Comment 45 Dionisus Torimens 2008-06-27 18:08:15 UTC
Created attachment 16645 [details]
config 2.6.26-rc8 non-SMP (resume does not work)
Comment 46 Dionisus Torimens 2008-06-27 18:09:45 UTC
Created attachment 16646 [details]
config 2.6.26-rc8 SMP (does resume)
Comment 47 Dionisus Torimens 2008-06-27 18:10:22 UTC
Created attachment 16647 [details]
diff between both configs
Comment 48 Dionisus Torimens 2008-06-27 18:12:52 UTC
The other configs were taken at the end of bisecting at the point where the above mentioned patch was applied. I now uploaded the configs from 2.6.26-rc8 and the diff between SMP and not SMP.
Comment 49 Rafael J. Wysocki 2008-06-29 13:25:32 UTC
I can't reproduce it with a UP kernel, so that must be something nontrivial.
Comment 50 Rafael J. Wysocki 2008-06-29 13:28:06 UTC
It would be helpful to determine the point in which it breaks.

Dionisus, what happens if you pass acpi_sleep=s3_beep to the kernel in the command line, both in the SMP, ie. working, and the UP, ie. failing, cases?
Comment 51 Dionisus Torimens 2008-06-29 15:12:20 UTC
Dear Refael,
It didn't change anything in either kernel. One still resumes, the other doesn't.

But that's no wonder for me as beep is known not to work in Linux on my Laptop unfortunately. I guess I should file a bug report about that.

**MATERIAL SHOWN**

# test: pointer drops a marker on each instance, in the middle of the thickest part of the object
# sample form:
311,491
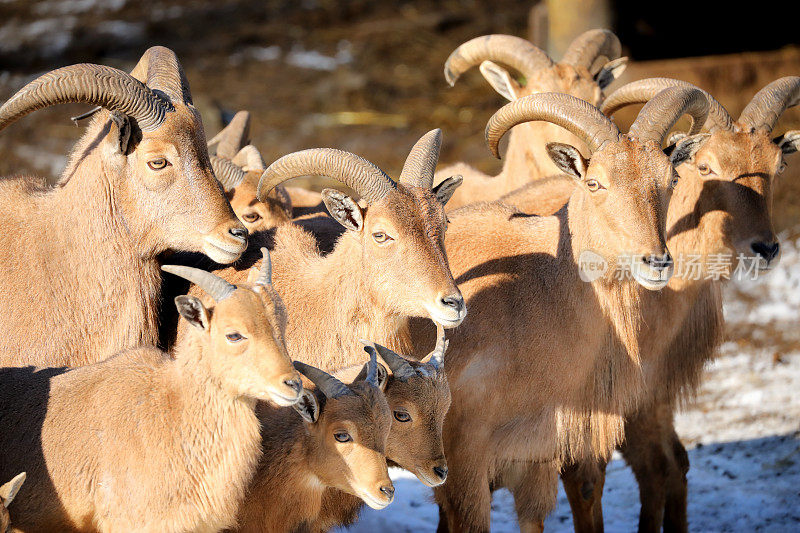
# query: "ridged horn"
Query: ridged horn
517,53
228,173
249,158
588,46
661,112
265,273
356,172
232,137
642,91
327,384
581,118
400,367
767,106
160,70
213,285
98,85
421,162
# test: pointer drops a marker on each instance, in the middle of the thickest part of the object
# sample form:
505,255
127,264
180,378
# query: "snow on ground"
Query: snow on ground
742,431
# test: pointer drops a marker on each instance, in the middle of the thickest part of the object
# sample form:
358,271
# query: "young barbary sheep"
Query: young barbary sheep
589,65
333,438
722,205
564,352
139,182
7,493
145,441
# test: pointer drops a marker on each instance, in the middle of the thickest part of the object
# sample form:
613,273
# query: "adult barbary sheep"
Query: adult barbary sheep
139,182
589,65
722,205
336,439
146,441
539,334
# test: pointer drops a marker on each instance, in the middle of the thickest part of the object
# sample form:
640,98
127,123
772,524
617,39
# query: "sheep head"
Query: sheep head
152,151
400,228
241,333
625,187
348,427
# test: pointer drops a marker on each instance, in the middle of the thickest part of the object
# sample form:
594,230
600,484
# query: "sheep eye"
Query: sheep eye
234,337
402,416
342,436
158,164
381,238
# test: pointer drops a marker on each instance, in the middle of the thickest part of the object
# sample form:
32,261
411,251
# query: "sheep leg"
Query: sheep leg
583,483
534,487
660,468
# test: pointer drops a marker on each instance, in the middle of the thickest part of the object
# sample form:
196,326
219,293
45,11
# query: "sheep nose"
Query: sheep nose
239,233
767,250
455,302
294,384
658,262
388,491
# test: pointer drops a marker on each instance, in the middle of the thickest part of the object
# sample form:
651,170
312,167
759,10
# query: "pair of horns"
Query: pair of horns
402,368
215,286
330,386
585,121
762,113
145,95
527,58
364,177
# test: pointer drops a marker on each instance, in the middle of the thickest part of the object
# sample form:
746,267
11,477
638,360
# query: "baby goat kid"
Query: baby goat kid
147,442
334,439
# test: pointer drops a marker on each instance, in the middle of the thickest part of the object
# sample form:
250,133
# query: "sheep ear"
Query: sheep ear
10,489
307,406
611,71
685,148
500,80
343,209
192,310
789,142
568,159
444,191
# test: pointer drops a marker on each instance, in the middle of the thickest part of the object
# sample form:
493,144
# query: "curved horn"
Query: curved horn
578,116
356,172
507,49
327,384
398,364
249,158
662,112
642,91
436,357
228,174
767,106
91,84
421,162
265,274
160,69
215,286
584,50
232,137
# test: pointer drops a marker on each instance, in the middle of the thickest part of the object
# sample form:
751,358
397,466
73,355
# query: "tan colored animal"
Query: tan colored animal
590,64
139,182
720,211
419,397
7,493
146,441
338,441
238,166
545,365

**REQUESTS**
**a)** List every attachment number created in the kernel bug thread above, each with the description that follows it.
**b)** Continue the kernel bug thread from its last sentence.

**TASK ANSWERS**
**a)**
16645: config 2.6.26-rc8 non-SMP (resume does not work)
16646: config 2.6.26-rc8 SMP (does resume)
16647: diff between both configs

**b)**
Anything else I can do? I'll try to find a way around the beep issue, but I have little hope at the moment.
Comment 52 Rafael J. Wysocki 2008-06-29 15:18:34 UTC
What exactly do you do to suspend the system?
Comment 53 Dionisus Torimens 2008-06-29 15:32:47 UTC
Created attachment 16657 [details]
sleep.sh

I run this script as init=/sleep.sh

I've tried Ubuntu's sleep script as well. But it gives me less information. This script allowed me to see and fix the errors the kernel was reporting during resume (hard drive not unlocked on resume) after I upgraded my bios.
Comment 54 Rafael J. Wysocki 2008-06-30 02:52:10 UTC
Created attachment 16662 [details]
Debug patch #1

With this patch applied, the box should just hang on an attempt to resume (ie. right after pressing the power button).

Please check if that happens.
Comment 55 Dionisus Torimens 2008-06-30 06:41:25 UTC
Affirmative. With this patch to the smp kernel it does not resume anymore.

(The behaviour is slightly different than the unpatched rc8 UP, though: It does not turn itself off or reboot but just hangs.)
Comment 56 Rafael J. Wysocki 2008-06-30 10:13:49 UTC
Can you apply this patch to the _failing_ kernel (ie. the UP one) and see if that changes its behavior?
Comment 57 Dionisus Torimens 2008-06-30 18:58:04 UTC
It does change the behavior of the UP as well. It behaves just like the SMP with the patch: It does not shut down or restart but just hang during resume.
Comment 58 Dionisus Torimens 2008-07-02 04:18:05 UTC
Anything else I can do? I guess there's little chance to get this fixed before the release of 2.6.26?
Comment 59 Rafael J. Wysocki 2008-07-02 04:25:31 UTC
Created attachment 16692 [details]
Debug patch #2

Sorry, I was distracted by some other issues.

Please apply this patch instead of the previous one and see if the behavior of the failing (eg. UP) kernel is the same as with debug patch #1.
Comment 60 Rafael J. Wysocki 2008-07-02 04:26:52 UTC
(In reply to comment #58)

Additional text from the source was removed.